# Problem details
Copy each of the following items word for word.

# Exercise inputs

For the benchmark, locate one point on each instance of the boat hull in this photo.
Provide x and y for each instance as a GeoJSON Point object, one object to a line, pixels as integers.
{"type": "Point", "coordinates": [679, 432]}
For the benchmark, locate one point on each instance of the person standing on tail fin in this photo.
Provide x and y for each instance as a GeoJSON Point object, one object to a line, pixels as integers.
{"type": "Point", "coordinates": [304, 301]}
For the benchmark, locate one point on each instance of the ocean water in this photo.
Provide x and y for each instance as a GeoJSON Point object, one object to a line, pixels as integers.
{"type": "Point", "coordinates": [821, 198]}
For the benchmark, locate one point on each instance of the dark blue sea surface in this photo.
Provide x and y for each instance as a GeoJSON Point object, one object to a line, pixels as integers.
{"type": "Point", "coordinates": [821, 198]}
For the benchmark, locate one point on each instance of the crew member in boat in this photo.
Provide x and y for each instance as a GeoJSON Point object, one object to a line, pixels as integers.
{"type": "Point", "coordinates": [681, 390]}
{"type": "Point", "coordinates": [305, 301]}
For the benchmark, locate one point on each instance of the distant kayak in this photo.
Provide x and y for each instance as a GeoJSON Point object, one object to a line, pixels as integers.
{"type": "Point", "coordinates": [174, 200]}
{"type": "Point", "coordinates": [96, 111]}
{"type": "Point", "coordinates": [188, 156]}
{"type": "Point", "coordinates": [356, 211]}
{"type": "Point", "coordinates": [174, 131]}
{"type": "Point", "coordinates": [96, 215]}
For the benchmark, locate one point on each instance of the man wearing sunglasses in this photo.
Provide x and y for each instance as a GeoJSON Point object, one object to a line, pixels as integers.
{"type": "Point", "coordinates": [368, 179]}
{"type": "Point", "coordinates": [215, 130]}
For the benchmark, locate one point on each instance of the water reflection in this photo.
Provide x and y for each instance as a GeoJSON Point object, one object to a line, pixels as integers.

# Correct answer
For the benchmark, locate one point on each instance of the boat hull in this photo.
Provide x and y for each instance as a GeoJSON Point object, one object to a line, pixels as integers.
{"type": "Point", "coordinates": [679, 432]}
For the benchmark, locate one point on each instance of the person standing on tail fin in this photo.
Provide x and y for each instance as a GeoJSON Point object, one object to a line, pixels as integers.
{"type": "Point", "coordinates": [304, 301]}
For the benchmark, locate one point on each instance of the ocean water in this photo.
Provide x and y for each instance as a GeoJSON Point object, one object to a line, pixels as integers.
{"type": "Point", "coordinates": [821, 198]}
For the benchmark, locate one point on each instance of the dark blue sea surface in this photo.
Provide x and y for each instance as a GeoJSON Point object, one object to a line, pixels as integers.
{"type": "Point", "coordinates": [821, 198]}
For the benchmark, locate one point on each instance of the crew member in boat in this photo.
Provide x and y for each instance as a GeoJSON Point object, one object to a line, pixels as integers.
{"type": "Point", "coordinates": [681, 390]}
{"type": "Point", "coordinates": [305, 301]}
For the benchmark, locate one point on each instance of the distant kayak in this photo.
Provide x and y for each instance as a GeoJSON Point object, one object to a line, pixels as integers.
{"type": "Point", "coordinates": [174, 200]}
{"type": "Point", "coordinates": [96, 111]}
{"type": "Point", "coordinates": [188, 156]}
{"type": "Point", "coordinates": [356, 211]}
{"type": "Point", "coordinates": [174, 131]}
{"type": "Point", "coordinates": [96, 215]}
For the benchmark, locate one point on each instance of the man wearing sunglasses in this photo.
Provide x and y for each instance as a GeoJSON Point object, one object to a line, pixels as integers.
{"type": "Point", "coordinates": [368, 179]}
{"type": "Point", "coordinates": [215, 130]}
For the benchmark, locate one point on each instance of the water reflection in this photo.
Provide x and y for each instance as a GeoJSON Point object, one object to a line, pixels as integers.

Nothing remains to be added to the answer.